* SOURCE DOCUMENT:
The ringing of phones at Australia's last big commercial wool spinner sounded the alarm late last March.
Then the online orders started flooding in.
Bendigo Woollen Mills in Victoria, the last of its kind, had somehow survived a Tsunami of cheap imports but like almost everyone else when coronavirus arrived, was considering closing its doors and sending staff home to ride it out.
Today it is one of the bigger success stories of the pandemic.
"We didn't see it coming, until those phones started ringing," the mill's national sales manager Wayne McMahon said.
People in lockdown had quickly turned to some almost forgotten crafts like knitting to relieve their boredom.
They were surprised and happy to find an Australian business was still available.
Bendigo Woollen Mills sold five year's worth of product in four months.
They still can't keep up.
Staff worked through their Easter holidays, extra shifts were organised until the little factory was humming around the clock.
Orders came in from around the country - Queensland, NSW, WA, South Australia and Victoria plus also New Zealand.
The mail-room at the mill is still weeks behind.
Retailers opened their stores again starting with click and collect.
The mill employs almost 100 people between Bendigo and Wangaratta and are still going flat out today in the supposed "off" season, trying to build up stock for the proper season - winter.

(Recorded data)

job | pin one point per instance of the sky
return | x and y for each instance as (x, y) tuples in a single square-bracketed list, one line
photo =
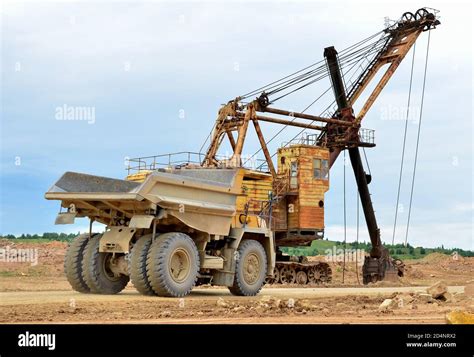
[(155, 73)]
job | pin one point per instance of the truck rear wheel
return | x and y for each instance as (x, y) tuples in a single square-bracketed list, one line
[(173, 264), (97, 271), (73, 263), (250, 269), (137, 266)]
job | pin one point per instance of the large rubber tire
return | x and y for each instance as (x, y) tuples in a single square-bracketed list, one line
[(94, 271), (167, 252), (137, 265), (73, 263), (250, 269)]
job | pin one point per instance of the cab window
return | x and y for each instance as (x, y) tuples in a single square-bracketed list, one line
[(320, 169)]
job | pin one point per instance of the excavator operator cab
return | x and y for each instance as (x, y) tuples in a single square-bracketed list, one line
[(303, 173)]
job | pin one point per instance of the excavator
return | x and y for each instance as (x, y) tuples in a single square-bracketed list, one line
[(184, 219)]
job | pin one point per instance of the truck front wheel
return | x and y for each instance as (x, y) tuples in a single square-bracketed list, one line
[(250, 269)]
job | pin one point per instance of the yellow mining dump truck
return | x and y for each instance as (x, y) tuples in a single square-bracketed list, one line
[(212, 219), (171, 228)]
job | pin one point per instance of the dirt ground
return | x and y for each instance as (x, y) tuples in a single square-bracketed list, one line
[(40, 294)]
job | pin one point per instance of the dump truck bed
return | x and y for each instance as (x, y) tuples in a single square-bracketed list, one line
[(204, 199)]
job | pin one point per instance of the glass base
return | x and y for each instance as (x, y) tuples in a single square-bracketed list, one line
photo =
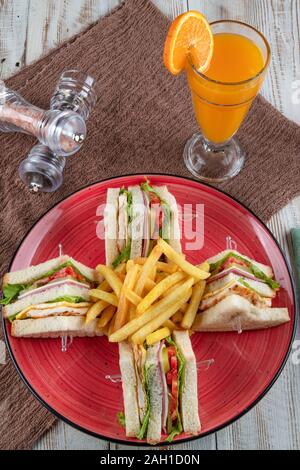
[(213, 163)]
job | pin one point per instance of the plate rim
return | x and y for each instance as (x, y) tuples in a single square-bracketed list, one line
[(185, 439)]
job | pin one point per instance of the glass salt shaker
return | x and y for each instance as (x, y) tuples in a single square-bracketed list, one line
[(62, 131), (42, 170)]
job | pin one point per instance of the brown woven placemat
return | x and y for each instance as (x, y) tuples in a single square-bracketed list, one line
[(141, 122)]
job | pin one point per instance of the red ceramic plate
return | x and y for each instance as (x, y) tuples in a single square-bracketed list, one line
[(73, 385)]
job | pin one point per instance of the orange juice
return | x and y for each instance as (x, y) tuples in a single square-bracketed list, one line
[(223, 95)]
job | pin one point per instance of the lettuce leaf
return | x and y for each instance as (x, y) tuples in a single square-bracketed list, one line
[(121, 418), (146, 380), (74, 299), (214, 268), (11, 292), (177, 427), (245, 283), (164, 231)]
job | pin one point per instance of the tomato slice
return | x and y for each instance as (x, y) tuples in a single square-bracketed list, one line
[(174, 399), (171, 351), (169, 377), (154, 199), (173, 362), (64, 272), (232, 260)]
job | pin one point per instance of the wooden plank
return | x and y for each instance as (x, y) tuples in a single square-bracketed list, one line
[(13, 34), (64, 437), (30, 27), (274, 422), (54, 21)]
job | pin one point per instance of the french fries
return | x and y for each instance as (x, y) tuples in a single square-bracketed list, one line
[(106, 316), (139, 336), (123, 304), (147, 269), (106, 296), (95, 310), (158, 290), (173, 299), (157, 335), (204, 266), (111, 277), (132, 296), (190, 314), (146, 298), (184, 307), (149, 284), (170, 324), (177, 258), (177, 317)]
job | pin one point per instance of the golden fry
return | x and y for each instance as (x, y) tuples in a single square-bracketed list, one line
[(171, 289), (187, 267), (146, 270), (106, 296), (123, 305), (149, 284), (132, 296), (169, 267), (95, 310), (111, 277), (161, 276), (177, 317), (140, 260), (190, 314), (155, 310), (139, 336), (121, 268), (132, 313), (158, 290), (171, 325), (129, 264), (204, 266), (157, 335), (102, 286), (106, 316), (184, 307), (111, 326)]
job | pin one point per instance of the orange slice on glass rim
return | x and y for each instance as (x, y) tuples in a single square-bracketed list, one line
[(189, 34)]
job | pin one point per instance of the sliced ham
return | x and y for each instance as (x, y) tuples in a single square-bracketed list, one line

* PROBLEM REQUIREMENTS: According to the article about Bendigo Woollen Mills, how much product did the mill sell in four months?

* EXERCISE RESPONSE: Five years' worth of product.